■ Problem details: For the records below, count the lines containing the word "segment" and reply with the number alone.
⟨
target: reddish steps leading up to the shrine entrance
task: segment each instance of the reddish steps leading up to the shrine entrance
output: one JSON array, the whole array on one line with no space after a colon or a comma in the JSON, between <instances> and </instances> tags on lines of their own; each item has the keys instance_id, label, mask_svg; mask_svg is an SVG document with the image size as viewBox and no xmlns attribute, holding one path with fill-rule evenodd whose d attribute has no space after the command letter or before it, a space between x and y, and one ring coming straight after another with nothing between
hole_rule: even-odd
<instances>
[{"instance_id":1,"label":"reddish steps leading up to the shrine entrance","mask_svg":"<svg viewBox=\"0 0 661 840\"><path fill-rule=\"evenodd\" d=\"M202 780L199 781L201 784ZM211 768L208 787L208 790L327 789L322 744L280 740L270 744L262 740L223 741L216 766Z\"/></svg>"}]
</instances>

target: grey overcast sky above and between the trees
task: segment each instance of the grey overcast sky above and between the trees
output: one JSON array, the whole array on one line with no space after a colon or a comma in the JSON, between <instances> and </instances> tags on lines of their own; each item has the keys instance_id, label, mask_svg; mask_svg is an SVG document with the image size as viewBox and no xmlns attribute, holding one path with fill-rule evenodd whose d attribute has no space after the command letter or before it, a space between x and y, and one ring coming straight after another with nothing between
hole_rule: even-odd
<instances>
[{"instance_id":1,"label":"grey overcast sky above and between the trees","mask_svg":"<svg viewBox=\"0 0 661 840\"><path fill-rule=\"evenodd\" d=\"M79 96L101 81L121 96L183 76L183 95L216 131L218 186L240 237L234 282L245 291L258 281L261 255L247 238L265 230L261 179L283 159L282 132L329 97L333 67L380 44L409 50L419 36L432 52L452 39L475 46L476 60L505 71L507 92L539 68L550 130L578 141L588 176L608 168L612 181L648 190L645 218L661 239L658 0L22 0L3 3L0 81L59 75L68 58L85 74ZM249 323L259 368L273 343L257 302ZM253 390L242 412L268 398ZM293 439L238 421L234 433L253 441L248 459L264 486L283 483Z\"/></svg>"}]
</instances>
⟩
⟨
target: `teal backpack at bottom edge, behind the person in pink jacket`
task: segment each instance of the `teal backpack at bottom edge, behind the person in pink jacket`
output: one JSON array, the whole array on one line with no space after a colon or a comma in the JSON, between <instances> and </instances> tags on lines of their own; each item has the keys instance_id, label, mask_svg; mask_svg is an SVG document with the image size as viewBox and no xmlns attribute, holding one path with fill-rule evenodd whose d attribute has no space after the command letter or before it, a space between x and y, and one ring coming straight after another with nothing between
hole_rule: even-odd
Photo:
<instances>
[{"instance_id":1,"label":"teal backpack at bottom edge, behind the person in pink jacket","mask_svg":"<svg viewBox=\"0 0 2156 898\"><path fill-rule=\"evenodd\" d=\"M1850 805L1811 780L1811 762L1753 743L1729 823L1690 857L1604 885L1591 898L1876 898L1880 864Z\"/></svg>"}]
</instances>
⟩
⟨
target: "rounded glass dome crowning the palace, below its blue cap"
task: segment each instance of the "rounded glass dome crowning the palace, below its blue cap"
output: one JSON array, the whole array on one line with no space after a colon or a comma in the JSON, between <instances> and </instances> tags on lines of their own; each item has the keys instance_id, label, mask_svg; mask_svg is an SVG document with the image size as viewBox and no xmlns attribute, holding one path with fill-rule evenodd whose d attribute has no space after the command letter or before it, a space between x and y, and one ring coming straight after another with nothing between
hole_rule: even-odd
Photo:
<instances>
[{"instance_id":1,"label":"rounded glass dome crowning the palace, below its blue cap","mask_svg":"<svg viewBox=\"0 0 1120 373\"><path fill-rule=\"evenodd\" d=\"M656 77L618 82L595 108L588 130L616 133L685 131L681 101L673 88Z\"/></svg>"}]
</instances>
⟩
■ Answer: 4